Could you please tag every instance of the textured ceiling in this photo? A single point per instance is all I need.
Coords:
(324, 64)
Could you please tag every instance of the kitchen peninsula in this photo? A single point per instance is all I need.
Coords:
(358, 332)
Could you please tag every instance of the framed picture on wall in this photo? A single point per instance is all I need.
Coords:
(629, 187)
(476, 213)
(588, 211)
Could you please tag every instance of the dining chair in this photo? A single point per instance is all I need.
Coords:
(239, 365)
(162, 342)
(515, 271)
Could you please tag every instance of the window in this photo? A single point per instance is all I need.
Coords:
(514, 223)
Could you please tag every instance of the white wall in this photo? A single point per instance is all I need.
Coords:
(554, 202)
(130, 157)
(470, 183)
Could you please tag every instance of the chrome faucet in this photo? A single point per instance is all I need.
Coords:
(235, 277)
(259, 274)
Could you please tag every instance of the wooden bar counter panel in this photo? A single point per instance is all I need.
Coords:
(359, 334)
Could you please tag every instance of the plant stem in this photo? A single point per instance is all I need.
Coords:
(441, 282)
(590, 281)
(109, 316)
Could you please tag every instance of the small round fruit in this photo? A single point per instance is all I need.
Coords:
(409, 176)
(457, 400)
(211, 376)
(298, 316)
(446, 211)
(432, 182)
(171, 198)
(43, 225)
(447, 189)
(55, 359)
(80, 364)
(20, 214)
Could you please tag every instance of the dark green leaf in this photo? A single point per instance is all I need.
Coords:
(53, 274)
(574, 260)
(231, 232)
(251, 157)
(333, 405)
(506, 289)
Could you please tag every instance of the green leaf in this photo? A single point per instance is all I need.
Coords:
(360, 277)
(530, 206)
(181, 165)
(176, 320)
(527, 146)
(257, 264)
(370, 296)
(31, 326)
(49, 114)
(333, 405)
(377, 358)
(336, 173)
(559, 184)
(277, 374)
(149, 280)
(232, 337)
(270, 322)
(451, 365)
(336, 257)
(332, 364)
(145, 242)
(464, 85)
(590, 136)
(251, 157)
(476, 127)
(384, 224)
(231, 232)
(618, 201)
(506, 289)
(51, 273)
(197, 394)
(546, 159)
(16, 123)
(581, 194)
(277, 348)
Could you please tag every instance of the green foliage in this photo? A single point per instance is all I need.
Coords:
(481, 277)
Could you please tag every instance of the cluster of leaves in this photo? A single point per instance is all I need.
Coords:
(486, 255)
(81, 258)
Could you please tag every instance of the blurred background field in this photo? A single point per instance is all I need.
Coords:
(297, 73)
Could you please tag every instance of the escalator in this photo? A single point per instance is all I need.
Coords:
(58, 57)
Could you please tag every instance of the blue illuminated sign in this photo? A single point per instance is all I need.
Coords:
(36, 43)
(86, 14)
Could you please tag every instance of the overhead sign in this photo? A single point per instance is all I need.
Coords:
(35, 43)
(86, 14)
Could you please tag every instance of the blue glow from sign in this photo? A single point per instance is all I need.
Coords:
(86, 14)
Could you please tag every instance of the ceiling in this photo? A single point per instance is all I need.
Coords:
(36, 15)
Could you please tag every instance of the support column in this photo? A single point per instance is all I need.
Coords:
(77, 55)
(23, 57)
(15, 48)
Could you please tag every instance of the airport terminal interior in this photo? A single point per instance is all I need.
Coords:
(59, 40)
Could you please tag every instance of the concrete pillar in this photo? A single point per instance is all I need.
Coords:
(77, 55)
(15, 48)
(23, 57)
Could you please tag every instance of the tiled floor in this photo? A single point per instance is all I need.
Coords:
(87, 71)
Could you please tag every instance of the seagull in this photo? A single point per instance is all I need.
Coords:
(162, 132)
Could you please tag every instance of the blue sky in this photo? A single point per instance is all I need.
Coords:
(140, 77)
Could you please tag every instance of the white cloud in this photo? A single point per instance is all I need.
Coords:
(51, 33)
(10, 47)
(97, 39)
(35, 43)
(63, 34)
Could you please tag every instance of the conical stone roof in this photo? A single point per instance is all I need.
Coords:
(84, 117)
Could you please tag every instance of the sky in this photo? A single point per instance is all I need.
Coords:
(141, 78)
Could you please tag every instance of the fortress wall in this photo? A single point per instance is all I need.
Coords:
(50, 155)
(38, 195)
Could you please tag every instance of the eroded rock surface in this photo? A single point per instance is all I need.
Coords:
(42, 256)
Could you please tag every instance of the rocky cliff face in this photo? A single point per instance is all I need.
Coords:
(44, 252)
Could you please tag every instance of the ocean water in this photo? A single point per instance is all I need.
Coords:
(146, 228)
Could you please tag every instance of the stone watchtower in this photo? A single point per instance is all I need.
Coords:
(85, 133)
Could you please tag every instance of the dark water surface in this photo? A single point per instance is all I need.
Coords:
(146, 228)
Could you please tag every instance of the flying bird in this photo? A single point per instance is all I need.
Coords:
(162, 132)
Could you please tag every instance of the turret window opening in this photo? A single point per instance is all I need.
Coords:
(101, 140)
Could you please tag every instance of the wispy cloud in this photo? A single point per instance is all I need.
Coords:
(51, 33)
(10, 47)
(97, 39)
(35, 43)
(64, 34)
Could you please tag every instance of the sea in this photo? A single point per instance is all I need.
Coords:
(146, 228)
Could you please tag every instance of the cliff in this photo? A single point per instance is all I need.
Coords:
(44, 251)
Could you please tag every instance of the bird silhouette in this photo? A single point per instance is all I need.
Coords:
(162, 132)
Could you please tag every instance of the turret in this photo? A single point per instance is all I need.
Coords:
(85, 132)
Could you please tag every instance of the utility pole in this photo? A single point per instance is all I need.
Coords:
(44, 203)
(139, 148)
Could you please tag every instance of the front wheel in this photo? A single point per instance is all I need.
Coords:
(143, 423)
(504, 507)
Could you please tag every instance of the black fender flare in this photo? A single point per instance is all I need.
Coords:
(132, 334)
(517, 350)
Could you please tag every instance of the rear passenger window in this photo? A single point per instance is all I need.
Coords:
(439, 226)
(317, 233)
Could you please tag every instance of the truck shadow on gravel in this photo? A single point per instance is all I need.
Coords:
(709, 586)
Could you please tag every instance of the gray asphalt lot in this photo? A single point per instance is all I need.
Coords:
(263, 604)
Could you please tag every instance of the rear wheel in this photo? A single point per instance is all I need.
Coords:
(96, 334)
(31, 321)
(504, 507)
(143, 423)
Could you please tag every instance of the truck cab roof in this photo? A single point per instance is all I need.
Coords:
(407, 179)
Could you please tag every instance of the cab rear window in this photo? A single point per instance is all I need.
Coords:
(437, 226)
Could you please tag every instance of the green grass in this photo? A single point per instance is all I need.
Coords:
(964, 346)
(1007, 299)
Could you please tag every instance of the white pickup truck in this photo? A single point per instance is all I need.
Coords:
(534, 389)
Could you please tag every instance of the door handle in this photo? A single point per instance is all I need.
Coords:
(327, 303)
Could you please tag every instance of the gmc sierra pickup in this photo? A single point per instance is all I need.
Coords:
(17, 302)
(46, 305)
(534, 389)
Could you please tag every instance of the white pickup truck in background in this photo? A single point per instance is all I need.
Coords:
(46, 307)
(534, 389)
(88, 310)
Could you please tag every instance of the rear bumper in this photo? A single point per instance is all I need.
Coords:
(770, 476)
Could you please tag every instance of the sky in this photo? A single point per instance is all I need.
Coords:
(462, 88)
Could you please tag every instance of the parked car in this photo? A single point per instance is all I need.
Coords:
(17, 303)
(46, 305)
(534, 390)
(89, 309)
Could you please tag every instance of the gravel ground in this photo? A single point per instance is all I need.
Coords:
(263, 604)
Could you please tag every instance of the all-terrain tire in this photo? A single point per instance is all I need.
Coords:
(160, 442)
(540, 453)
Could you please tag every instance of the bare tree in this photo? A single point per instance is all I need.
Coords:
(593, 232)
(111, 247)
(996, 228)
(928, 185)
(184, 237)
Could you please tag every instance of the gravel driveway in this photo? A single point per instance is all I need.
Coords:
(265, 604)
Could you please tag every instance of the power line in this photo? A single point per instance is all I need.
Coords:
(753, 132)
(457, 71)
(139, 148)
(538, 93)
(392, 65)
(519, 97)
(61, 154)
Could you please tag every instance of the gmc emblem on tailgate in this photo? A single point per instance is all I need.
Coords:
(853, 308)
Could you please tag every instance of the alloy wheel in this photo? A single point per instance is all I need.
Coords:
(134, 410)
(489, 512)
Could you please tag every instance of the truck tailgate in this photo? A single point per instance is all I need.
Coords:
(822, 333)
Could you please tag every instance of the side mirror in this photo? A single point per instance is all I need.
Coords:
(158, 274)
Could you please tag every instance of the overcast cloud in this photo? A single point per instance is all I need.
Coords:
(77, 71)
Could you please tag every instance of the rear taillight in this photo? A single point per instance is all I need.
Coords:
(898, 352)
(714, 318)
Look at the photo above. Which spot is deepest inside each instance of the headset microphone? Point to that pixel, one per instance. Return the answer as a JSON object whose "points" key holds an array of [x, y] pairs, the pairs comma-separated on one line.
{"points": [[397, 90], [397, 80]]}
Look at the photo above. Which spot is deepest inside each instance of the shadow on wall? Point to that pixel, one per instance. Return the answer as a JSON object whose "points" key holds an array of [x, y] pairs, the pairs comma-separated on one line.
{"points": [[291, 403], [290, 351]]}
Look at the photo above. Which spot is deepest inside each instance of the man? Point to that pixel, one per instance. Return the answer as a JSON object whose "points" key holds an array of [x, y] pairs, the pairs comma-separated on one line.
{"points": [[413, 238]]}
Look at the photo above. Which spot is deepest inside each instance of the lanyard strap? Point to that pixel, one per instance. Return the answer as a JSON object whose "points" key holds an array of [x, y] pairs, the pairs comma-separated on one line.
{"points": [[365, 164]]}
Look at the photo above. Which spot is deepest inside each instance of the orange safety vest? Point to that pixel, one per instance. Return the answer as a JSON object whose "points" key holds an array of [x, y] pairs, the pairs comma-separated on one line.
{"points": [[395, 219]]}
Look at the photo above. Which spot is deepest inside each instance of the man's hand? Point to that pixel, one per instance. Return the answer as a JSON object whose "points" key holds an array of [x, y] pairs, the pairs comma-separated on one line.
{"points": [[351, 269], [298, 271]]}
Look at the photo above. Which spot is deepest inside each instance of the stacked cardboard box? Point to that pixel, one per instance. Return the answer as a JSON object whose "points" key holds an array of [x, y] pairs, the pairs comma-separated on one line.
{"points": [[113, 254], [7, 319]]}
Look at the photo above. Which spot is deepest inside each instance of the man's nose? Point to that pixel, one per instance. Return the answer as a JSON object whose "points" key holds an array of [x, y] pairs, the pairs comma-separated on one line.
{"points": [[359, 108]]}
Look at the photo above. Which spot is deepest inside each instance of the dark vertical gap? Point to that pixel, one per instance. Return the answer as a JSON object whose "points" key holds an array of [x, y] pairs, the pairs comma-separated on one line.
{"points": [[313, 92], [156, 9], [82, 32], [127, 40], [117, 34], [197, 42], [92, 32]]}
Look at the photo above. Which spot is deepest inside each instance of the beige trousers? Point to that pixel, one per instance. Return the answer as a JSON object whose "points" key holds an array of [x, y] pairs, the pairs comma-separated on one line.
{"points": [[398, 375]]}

_WORK TO COMPLETE_
In how many lines of the data does the string "green" appear? Give only the number.

_SOLUTION BELOW_
4